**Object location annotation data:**
━━━━━━━━━━━━━━━━━━━━━━━━━━━━━━
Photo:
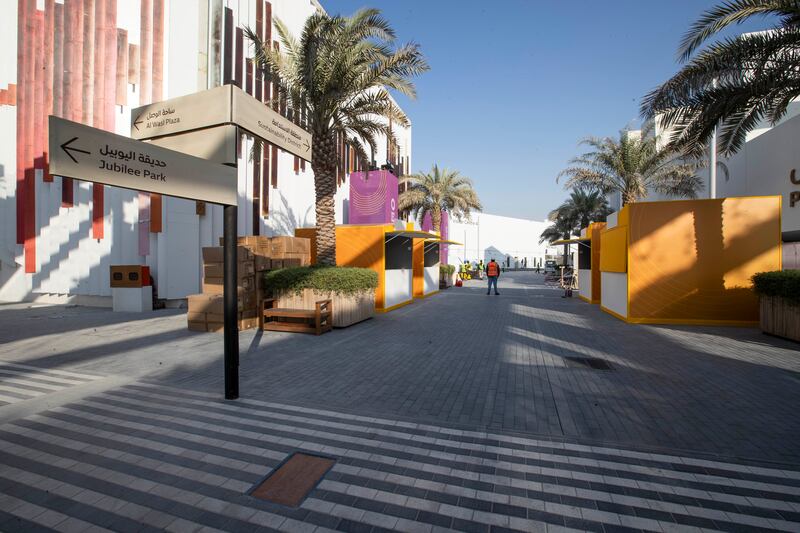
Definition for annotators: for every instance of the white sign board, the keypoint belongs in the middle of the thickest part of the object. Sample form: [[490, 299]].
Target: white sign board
[[217, 144], [227, 104], [263, 122], [90, 154]]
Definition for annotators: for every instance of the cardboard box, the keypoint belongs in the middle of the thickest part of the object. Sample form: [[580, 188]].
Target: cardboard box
[[195, 316], [215, 254], [294, 261], [241, 315], [248, 323], [262, 263], [217, 270], [219, 327], [216, 285], [282, 245], [215, 327], [213, 303]]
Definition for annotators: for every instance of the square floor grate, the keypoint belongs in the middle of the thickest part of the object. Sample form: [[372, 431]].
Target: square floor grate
[[595, 363], [290, 483]]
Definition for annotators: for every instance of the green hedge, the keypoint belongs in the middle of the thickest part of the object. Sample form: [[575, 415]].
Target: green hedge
[[340, 280], [783, 283]]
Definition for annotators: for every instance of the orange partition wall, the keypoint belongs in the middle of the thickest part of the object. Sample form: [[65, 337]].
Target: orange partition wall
[[363, 246], [690, 261], [310, 234], [418, 260], [593, 233]]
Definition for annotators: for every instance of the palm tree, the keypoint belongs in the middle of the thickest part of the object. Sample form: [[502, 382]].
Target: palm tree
[[437, 191], [336, 77], [733, 83], [584, 207], [631, 166]]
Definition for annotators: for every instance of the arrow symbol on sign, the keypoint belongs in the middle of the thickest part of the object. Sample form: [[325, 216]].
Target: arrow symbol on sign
[[66, 147]]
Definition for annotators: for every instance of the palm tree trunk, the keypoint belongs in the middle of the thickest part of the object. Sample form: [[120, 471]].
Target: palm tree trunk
[[436, 218], [324, 166]]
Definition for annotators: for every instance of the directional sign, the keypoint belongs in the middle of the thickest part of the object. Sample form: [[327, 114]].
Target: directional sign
[[90, 154], [227, 104], [261, 121], [217, 144]]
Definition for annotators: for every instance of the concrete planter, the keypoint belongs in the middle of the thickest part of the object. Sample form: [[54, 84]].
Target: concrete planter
[[779, 317], [348, 309]]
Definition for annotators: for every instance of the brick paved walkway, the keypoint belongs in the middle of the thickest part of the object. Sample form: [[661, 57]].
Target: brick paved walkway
[[460, 411]]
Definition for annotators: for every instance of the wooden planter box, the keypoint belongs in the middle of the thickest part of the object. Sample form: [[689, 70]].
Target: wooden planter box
[[348, 309], [779, 317], [446, 281]]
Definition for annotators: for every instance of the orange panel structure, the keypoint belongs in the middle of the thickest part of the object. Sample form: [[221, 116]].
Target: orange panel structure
[[363, 246]]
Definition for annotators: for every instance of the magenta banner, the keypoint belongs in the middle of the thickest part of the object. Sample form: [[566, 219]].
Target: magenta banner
[[373, 197], [427, 225]]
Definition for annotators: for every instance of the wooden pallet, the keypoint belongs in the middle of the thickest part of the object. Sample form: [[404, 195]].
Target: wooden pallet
[[316, 321]]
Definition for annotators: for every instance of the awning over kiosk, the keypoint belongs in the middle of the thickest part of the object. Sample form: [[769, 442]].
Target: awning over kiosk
[[442, 241], [410, 234], [576, 240]]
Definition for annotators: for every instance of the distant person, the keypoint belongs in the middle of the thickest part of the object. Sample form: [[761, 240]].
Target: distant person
[[492, 272]]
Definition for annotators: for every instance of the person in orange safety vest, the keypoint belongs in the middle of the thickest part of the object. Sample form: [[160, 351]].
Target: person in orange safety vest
[[492, 273]]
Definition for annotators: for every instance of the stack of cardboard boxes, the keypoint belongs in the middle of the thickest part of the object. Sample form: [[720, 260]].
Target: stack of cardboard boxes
[[256, 255]]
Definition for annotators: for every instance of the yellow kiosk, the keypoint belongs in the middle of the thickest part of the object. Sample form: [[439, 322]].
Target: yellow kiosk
[[689, 261]]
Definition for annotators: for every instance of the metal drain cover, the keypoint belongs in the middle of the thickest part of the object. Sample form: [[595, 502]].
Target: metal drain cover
[[290, 483], [595, 363]]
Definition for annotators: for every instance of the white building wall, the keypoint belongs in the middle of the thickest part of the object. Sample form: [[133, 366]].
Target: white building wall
[[492, 236], [70, 262], [614, 295]]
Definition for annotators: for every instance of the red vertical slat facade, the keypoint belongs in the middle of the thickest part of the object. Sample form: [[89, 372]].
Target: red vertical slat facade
[[58, 59], [49, 57], [73, 61], [89, 15], [98, 103], [158, 51], [227, 48], [256, 189], [239, 54], [156, 94]]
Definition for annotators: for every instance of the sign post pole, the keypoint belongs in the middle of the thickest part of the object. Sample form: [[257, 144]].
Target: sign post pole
[[90, 154], [230, 301]]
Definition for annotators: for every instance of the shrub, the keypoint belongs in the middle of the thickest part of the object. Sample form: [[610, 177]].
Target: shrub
[[340, 280], [782, 283]]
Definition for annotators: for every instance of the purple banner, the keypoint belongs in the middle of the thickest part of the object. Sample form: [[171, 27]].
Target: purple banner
[[427, 225], [373, 197]]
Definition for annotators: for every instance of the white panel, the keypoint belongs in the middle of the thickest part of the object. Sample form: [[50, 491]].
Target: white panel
[[492, 236], [614, 295], [132, 299], [182, 236], [612, 220], [431, 279], [585, 283], [398, 286]]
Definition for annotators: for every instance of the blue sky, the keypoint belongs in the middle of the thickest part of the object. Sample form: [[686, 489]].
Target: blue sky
[[515, 84]]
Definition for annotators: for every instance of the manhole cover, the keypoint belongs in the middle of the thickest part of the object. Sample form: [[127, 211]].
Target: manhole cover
[[595, 363], [290, 483]]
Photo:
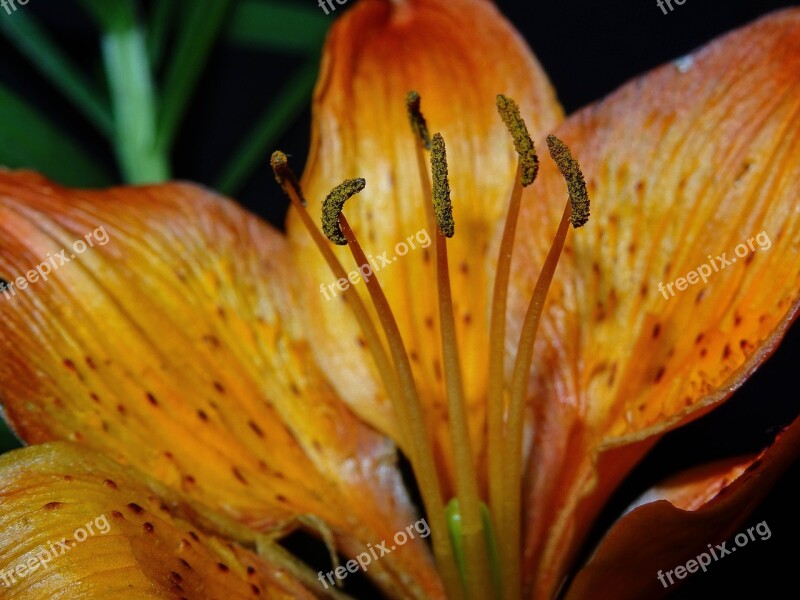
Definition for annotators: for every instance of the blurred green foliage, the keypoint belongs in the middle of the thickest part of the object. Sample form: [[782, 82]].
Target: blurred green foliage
[[135, 110]]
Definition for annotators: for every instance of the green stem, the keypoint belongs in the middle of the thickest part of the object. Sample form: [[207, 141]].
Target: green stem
[[132, 94]]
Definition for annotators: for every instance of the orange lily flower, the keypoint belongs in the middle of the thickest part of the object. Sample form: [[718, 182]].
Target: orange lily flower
[[197, 384]]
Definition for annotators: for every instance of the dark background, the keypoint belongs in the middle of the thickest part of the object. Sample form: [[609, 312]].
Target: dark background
[[588, 48]]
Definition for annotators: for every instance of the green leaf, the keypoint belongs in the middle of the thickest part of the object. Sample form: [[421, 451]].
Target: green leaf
[[132, 95], [25, 33], [278, 25], [28, 139], [276, 120], [195, 40]]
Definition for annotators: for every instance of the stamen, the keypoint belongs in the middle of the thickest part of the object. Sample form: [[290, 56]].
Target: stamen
[[528, 161], [576, 186], [284, 174], [413, 102], [418, 124], [527, 169], [442, 205], [410, 412], [390, 378], [511, 496], [496, 404], [332, 207], [478, 577]]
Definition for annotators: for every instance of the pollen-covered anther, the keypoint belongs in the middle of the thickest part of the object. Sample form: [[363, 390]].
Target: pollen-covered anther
[[332, 207], [442, 205], [418, 124], [576, 186], [284, 174], [523, 144]]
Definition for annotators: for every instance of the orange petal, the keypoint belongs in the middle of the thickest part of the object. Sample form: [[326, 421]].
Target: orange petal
[[458, 54], [700, 157], [172, 345], [74, 524], [705, 506]]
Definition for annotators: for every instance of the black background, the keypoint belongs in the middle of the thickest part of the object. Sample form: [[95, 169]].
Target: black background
[[588, 48]]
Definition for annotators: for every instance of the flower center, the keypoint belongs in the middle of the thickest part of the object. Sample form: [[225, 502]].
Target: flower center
[[477, 546]]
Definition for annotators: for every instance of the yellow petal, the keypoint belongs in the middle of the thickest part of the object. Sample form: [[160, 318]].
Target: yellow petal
[[700, 157], [74, 524], [375, 54], [172, 345], [678, 522]]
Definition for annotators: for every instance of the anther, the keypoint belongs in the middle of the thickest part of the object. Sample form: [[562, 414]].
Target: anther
[[284, 174], [576, 186], [442, 205], [333, 205], [523, 144]]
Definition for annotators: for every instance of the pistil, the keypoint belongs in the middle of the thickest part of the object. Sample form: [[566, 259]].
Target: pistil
[[477, 575]]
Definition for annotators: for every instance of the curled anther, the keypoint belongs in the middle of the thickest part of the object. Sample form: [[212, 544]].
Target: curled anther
[[442, 205], [284, 174], [418, 124], [332, 207], [523, 144], [576, 186]]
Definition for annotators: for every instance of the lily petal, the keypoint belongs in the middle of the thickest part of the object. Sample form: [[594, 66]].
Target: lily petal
[[173, 347], [686, 514], [74, 524], [697, 159], [375, 54]]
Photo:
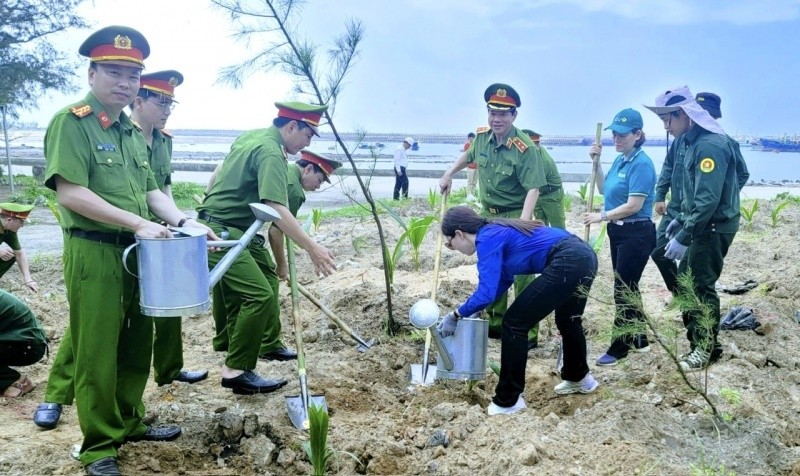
━━━━━━━━━━━━━━━━━━━━━━━━━━━━━━
**AIM:** Reproduce verbatim the lines of the records from the line containing "form: [[120, 471]]." through the line containing "[[460, 411]]", including both of those lines.

**SOLUTION FOR THIS TASK:**
Definition for annotators: for every instance of the palm tree trunk, the keypoint belongs in the middle of the thickest part of the object. Sample form: [[120, 471]].
Target: palm tree trunk
[[436, 218], [324, 166]]
Definition for annotators: for every instance of the directional sign, the keypoint belongs in the middle of the thickest part of the object. Sample form: [[327, 114]].
Target: directional sign
[[90, 154], [227, 104], [261, 121], [217, 144]]
Definition for annotators: for every instance of the concrete planter, the keypoint belongs in the middle of the thickest part of the object. Sample form: [[54, 84]].
Target: concrete planter
[[779, 317], [348, 309]]
Definition for annotators: for every instance of the brick paved walkway, the keypoint belongs in the middle of the thickest part of the object. Sample form: [[661, 57]].
Target: brick paved walkway
[[460, 411]]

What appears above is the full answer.